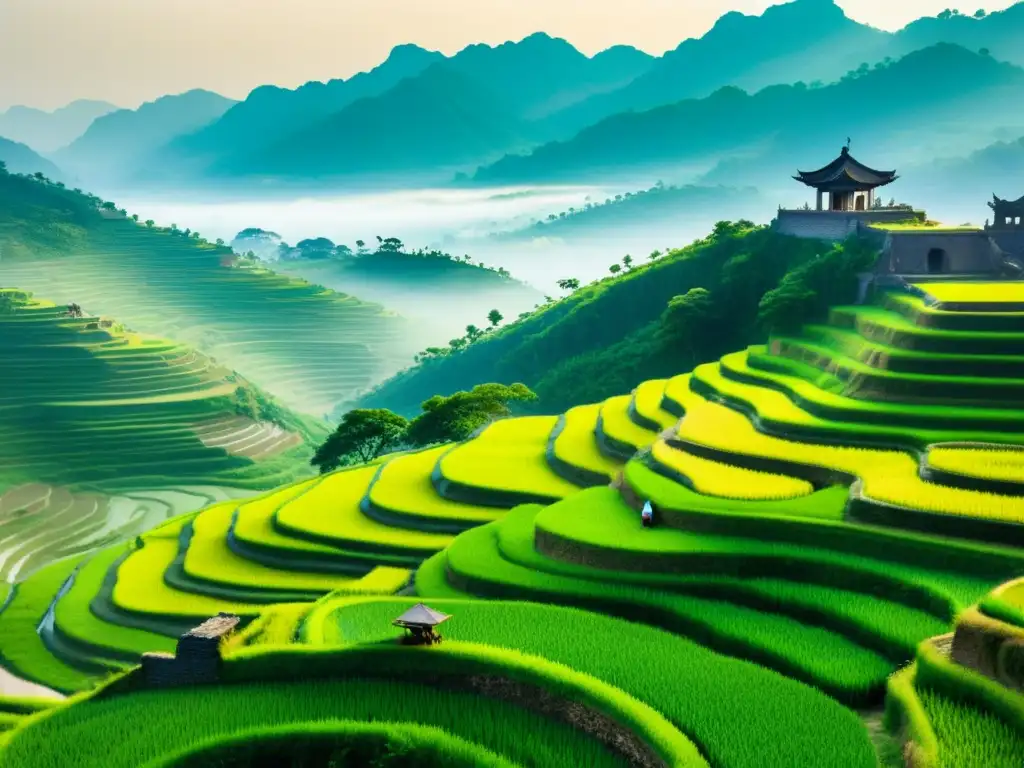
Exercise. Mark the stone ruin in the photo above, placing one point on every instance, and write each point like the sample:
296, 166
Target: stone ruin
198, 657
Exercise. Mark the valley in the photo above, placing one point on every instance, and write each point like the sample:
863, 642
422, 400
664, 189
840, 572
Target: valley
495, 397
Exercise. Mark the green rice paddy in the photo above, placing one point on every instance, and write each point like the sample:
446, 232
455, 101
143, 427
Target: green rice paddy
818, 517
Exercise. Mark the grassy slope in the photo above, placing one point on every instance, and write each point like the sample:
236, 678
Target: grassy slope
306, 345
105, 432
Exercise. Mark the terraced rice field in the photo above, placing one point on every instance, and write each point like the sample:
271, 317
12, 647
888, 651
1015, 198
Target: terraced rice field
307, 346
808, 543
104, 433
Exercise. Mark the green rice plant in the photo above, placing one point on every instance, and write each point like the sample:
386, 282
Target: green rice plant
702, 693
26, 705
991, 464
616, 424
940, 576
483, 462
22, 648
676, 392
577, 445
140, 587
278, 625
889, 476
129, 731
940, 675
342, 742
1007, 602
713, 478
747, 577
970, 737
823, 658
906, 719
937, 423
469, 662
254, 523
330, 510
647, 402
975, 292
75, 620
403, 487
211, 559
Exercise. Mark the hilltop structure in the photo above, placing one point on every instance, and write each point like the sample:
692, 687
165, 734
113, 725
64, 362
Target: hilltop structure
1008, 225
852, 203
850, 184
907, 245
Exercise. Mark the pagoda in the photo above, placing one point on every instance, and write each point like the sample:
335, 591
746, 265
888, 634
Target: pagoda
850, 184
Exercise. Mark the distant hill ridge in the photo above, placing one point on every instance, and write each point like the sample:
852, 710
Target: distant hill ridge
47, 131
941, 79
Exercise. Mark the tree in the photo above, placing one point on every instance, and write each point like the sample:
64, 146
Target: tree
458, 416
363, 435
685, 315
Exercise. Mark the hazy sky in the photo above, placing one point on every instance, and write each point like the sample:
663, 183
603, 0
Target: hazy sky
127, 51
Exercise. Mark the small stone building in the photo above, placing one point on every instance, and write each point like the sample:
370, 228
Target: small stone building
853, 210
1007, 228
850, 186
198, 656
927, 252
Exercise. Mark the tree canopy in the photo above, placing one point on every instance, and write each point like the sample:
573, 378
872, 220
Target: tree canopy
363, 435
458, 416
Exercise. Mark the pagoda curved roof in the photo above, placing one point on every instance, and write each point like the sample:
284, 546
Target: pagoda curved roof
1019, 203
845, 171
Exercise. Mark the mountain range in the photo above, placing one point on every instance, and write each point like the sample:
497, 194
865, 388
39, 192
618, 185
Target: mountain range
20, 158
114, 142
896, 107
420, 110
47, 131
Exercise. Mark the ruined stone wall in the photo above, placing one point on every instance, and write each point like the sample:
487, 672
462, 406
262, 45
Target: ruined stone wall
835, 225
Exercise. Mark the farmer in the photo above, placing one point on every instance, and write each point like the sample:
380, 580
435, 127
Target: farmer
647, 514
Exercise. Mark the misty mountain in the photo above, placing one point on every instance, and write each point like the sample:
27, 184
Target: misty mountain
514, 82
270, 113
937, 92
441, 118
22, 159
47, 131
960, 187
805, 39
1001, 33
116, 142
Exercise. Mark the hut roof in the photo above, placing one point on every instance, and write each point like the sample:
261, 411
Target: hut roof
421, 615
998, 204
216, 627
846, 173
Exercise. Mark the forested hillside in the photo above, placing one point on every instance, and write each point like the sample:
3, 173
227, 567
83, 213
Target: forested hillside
:::
Nothing but lines that contain "hillside" should appear in the answer. Copy each from the records.

- [EXERCISE SOLUTION]
Exercise. Mark the forested hillside in the photo above, placing one point on every instance, and write each point like the sample:
Target: forested hillside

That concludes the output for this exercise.